WHAT YOU ARE ASKED TO DO
Can you duplicate, word for word, the portion of the passage about reporting on the 2013 New York City campaigns between "If you watch" and "exhilarating, and endless.", inclusive?

If you watch the Anthony Weiner documentary, I’m in it. I don’t speak. I’m just there, one of the many city reporters tailing him around. The summer of 2013—of Weiner’s chaos, of Bill de Blasio’s resurgence, of Eliot Spitzer’s shock comptroller campaign—might still be the most exciting time I’ve ever had as a journalist. Since then, I’ve produced journalism, essays, and fiction I’m immensely proud of, but no singular story or event has captivated me to such a degree. I was gone all day, every day, careening through four or five boroughs at a time. I crossed through almost every city neighborhood. I followed Bill Thompson through a frozen meat locker at 5 in the morning. I watched Bill de Blasio shack up with public housing residents. I was with Anthony Weiner when he melted down at that kosher bakery. It was strange, exhilarating, and endless.

MATERIAL SHOWN

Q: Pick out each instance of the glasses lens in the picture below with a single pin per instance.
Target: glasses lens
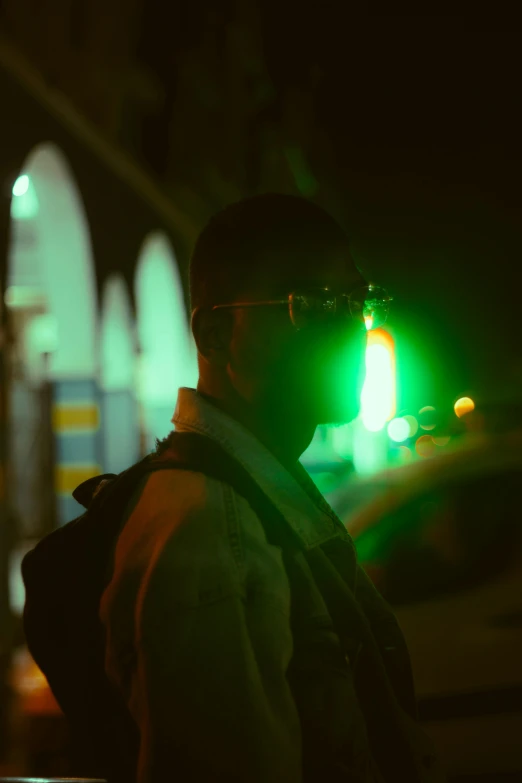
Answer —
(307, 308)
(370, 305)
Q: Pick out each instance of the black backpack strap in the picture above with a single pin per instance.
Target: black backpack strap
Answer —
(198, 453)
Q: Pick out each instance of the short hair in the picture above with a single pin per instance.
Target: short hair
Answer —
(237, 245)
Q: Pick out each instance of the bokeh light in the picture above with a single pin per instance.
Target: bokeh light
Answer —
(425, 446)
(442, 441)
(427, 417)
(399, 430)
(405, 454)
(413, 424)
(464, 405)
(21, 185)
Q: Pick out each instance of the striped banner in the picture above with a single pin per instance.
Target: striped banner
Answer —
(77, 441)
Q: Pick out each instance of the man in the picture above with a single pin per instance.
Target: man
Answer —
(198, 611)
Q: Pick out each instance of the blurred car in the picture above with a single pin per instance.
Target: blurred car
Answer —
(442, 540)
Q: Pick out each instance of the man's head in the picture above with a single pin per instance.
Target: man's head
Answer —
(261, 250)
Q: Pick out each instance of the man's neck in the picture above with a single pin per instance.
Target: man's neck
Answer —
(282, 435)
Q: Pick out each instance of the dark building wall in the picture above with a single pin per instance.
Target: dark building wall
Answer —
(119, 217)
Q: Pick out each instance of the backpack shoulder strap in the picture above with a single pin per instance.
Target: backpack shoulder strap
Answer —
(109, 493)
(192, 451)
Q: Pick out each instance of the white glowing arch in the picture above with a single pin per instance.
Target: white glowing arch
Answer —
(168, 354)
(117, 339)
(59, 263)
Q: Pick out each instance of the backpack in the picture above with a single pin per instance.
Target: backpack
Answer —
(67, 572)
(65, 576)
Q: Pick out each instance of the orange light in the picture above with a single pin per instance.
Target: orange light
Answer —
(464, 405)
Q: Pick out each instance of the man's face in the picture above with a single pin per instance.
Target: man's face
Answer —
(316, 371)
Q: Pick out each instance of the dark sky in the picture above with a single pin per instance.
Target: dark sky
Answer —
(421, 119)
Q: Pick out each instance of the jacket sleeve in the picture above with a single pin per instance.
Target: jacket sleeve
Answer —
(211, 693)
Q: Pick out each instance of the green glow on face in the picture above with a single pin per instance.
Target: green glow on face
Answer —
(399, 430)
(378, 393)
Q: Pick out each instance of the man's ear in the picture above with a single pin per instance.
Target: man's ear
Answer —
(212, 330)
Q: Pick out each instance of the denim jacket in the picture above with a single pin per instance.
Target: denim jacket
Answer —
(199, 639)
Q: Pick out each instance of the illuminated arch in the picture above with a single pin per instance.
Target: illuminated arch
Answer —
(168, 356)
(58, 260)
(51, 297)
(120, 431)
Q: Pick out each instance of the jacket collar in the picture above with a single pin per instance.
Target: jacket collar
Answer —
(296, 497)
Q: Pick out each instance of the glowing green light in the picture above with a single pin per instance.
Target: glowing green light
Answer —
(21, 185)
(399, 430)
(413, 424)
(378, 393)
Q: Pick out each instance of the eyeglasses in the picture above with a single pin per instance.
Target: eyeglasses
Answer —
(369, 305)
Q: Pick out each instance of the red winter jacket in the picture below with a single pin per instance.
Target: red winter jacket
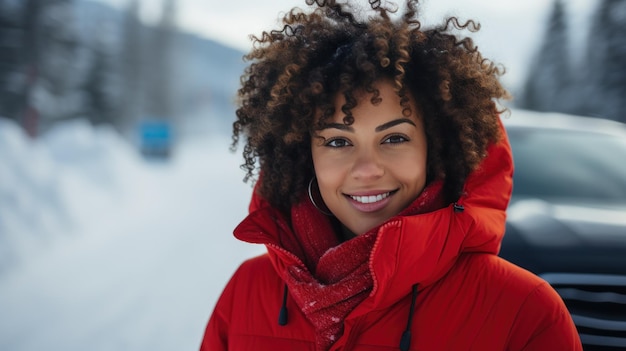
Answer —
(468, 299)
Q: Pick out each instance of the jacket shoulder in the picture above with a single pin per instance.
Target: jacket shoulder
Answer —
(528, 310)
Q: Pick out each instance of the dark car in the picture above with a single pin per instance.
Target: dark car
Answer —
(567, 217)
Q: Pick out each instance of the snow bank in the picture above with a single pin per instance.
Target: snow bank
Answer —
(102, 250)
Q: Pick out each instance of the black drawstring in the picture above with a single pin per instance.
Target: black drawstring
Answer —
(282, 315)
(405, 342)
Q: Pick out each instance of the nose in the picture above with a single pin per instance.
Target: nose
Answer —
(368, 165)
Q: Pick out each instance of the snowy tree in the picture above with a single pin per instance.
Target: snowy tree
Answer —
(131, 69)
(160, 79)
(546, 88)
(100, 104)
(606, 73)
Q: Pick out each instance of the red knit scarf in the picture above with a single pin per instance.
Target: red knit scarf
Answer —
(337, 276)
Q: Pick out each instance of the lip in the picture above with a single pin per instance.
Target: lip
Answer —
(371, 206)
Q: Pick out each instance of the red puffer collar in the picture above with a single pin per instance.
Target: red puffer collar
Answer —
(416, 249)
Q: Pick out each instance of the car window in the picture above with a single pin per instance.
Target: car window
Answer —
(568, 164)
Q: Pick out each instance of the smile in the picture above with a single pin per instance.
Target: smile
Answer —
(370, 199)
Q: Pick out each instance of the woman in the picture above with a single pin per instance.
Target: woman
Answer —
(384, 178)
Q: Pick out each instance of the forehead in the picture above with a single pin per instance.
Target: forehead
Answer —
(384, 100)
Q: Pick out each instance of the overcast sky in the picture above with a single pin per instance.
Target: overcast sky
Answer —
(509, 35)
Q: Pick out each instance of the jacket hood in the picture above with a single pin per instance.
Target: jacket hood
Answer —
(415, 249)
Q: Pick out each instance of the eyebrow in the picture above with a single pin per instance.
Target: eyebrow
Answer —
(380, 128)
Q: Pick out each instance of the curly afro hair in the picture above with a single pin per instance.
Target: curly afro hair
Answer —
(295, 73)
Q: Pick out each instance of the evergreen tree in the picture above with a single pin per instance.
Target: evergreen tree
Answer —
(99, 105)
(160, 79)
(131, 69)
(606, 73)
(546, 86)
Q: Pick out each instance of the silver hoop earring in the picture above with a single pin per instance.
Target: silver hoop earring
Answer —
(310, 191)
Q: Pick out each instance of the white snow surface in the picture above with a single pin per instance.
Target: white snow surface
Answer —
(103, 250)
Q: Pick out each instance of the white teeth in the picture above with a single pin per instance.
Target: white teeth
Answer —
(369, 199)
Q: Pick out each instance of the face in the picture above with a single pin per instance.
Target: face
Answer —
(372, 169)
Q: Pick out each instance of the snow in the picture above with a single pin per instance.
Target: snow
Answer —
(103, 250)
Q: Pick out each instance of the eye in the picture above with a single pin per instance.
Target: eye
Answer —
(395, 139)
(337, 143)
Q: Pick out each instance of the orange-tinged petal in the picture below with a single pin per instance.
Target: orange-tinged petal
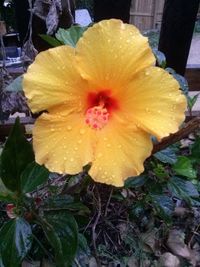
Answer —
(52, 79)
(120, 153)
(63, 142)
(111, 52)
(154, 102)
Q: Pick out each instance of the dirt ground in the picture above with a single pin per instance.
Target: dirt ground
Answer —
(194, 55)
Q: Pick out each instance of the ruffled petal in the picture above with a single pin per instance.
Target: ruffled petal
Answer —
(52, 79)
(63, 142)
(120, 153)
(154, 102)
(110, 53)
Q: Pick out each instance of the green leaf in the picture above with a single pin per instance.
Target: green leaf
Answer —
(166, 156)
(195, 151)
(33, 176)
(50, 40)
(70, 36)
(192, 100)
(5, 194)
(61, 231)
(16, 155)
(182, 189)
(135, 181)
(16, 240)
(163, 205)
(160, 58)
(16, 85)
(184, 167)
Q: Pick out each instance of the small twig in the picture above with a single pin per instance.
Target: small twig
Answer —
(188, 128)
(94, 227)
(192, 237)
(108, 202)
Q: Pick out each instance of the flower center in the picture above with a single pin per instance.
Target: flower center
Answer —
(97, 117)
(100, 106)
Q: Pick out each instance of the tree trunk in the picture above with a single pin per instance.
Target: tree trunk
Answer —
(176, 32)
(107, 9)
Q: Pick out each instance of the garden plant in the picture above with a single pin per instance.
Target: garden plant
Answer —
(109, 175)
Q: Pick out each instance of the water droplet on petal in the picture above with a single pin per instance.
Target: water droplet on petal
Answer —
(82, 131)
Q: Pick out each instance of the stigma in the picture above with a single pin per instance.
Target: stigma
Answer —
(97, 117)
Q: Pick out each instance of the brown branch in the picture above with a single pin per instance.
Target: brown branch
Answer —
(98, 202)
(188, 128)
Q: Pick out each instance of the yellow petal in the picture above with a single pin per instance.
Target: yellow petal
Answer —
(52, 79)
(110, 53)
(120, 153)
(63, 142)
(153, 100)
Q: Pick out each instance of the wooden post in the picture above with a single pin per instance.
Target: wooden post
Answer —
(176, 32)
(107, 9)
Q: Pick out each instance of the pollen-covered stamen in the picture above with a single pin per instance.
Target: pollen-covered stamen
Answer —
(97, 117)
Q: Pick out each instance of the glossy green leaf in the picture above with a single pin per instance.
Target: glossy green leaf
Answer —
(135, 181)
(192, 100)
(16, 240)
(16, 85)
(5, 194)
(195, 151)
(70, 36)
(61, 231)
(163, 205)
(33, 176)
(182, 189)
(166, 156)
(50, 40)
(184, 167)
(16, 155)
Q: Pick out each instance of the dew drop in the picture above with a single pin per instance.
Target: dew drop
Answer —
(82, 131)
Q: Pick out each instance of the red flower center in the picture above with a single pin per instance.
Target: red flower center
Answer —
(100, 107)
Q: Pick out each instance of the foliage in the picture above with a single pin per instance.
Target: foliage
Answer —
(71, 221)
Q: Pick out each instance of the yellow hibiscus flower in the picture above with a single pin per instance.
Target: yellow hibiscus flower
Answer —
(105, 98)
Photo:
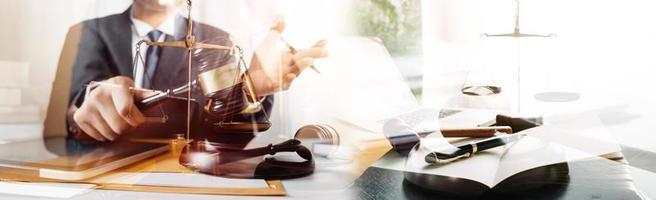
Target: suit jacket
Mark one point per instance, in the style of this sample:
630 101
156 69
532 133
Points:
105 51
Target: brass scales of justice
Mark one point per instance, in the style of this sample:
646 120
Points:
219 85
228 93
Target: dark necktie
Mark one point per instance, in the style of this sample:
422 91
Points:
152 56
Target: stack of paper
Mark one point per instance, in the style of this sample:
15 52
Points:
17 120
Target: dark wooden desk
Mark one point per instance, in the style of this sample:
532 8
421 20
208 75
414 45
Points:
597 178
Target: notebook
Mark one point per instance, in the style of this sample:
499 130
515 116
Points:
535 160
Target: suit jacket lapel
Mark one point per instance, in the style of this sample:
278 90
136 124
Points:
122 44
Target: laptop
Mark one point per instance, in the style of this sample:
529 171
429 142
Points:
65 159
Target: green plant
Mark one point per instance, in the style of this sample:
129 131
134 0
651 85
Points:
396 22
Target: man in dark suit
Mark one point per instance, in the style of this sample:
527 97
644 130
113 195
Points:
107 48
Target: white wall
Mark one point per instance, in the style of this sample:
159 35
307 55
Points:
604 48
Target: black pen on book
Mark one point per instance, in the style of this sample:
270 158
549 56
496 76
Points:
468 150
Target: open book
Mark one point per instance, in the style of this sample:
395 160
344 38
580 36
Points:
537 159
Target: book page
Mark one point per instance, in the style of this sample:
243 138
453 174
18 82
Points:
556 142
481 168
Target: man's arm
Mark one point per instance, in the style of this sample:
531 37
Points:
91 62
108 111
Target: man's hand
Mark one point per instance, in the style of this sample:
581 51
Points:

SOLUTION FOR THIS TASK
If you watch the Anthony Weiner documentary, I’m in it. I don’t speak. I’m just there, one of the many city reporters tailing him around. The summer of 2013—of Weiner’s chaos, of Bill de Blasio’s resurgence, of Eliot Spitzer’s shock comptroller campaign—might still be the most exciting time I’ve ever had as a journalist. Since then, I’ve produced journalism, essays, and fiction I’m immensely proud of, but no singular story or event has captivated me to such a degree. I was gone all day, every day, careening through four or five boroughs at a time. I crossed through almost every city neighborhood. I followed Bill Thompson through a frozen meat locker at 5 in the morning. I watched Bill de Blasio shack up with public housing residents. I was with Anthony Weiner when he melted down at that kosher bakery. It was strange, exhilarating, and endless.